* EXERCISE INSTRUCTIONS *
1. In the data transformation text, which orchestration tools are listed?
2. Echo the data transformation text from "Data Transformation" to "(Airflow, Dagster, Prefect).".
3. State whether each statement agrees with the data transformation text, answering yes or no and quoting the words that decide it: (a) Building dbt models is one of the listed situations for use. (b) The text suggests moving polars code to pandas to improve performance. (c) Snowflake is named as a modern cloud data warehouse.

* SUPPLIED TEXT *
- - - - - - -

Data Transformation
Transform raw data into analytical assets using modern transformation patterns, frameworks (dbt, polars, PySpark), and orchestration tools (Airflow, Dagster, Prefect).
When to Use
Use when:
- Choosing between ETL and ELT transformation patterns
- Building dbt models (staging, intermediate, marts)
- Implementing incremental data loads and merge strategies
- Migrating pandas code to polars for performance improvements
- Orchestrating data pipelines with dependencies and retries
- Adding data quality tests and validation
- Processing large datasets with PySpark
- Creating production-ready transformation workflows
Key Features
ETL vs ELT Decision Framework
Use ELT (Extract, Load, Transform) when:
- Using modern cloud data warehouse (Snowflake, BigQuery, Databricks)

- - - - - - -

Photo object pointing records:
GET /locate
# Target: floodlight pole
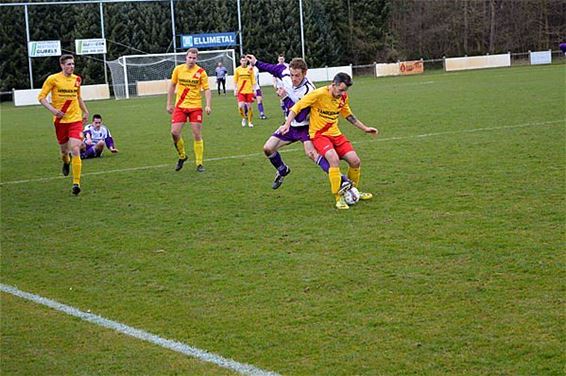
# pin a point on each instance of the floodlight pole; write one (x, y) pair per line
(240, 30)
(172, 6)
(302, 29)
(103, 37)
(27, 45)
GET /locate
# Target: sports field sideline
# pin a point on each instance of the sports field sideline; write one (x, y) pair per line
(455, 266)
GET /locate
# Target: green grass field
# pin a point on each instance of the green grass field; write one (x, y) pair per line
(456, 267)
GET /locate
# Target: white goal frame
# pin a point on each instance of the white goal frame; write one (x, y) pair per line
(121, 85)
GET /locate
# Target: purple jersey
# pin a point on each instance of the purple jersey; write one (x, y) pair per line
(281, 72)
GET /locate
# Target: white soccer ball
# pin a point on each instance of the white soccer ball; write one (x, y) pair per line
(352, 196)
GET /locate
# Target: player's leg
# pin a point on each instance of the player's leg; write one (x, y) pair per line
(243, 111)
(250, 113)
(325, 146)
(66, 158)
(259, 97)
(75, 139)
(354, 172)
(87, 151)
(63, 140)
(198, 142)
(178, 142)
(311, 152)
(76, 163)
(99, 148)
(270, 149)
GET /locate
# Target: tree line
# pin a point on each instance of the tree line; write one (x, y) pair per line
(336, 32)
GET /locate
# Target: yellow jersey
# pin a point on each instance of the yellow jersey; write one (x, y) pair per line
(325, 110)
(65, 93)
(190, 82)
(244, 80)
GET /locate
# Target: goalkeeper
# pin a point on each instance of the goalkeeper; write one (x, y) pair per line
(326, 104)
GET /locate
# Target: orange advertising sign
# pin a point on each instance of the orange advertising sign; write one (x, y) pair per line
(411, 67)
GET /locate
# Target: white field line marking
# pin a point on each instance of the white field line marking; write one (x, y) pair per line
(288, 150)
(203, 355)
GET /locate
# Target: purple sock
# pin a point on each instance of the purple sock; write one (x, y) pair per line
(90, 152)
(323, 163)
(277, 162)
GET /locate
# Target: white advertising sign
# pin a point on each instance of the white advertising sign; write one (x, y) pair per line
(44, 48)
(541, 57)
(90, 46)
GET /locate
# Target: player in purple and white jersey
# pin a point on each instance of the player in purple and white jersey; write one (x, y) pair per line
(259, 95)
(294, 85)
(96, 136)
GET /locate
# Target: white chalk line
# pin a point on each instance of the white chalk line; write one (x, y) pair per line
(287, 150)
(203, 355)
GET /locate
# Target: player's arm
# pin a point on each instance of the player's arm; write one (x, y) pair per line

- - - - - - -

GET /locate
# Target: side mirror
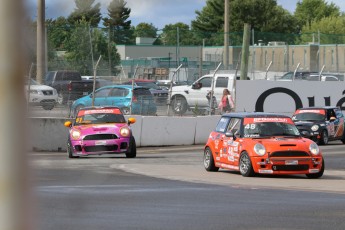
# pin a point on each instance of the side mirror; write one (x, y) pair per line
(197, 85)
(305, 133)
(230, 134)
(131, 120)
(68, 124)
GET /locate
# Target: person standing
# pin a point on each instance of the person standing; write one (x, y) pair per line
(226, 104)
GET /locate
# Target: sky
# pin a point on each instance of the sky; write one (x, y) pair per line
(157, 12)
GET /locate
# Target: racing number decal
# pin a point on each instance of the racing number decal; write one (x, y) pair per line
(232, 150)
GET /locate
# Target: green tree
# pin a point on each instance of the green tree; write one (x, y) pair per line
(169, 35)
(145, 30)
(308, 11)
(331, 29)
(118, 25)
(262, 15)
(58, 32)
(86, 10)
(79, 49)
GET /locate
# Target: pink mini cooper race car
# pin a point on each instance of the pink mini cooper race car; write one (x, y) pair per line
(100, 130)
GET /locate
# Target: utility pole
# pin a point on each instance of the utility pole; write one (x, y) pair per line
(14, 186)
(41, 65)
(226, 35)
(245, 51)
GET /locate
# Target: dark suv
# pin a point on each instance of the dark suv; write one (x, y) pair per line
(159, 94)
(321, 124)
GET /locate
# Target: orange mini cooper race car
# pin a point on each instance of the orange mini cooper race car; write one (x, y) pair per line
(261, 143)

- - - - - - -

* RESULTS OF THE EXERCISE *
1. Airflow, Dagster, and Prefect.

2.
Data Transformation
Transform raw data into analytical assets using modern transformation patterns, frameworks (dbt, polars, PySpark), and orchestration tools (Airflow, Dagster, Prefect).

3.
(a) Yes: "Building dbt models (staging, intermediate, marts)"
(b) No: "Migrating pandas code to polars for performance improvements"
(c) Yes: "Using modern cloud data warehouse (Snowflake, BigQuery, Databricks)"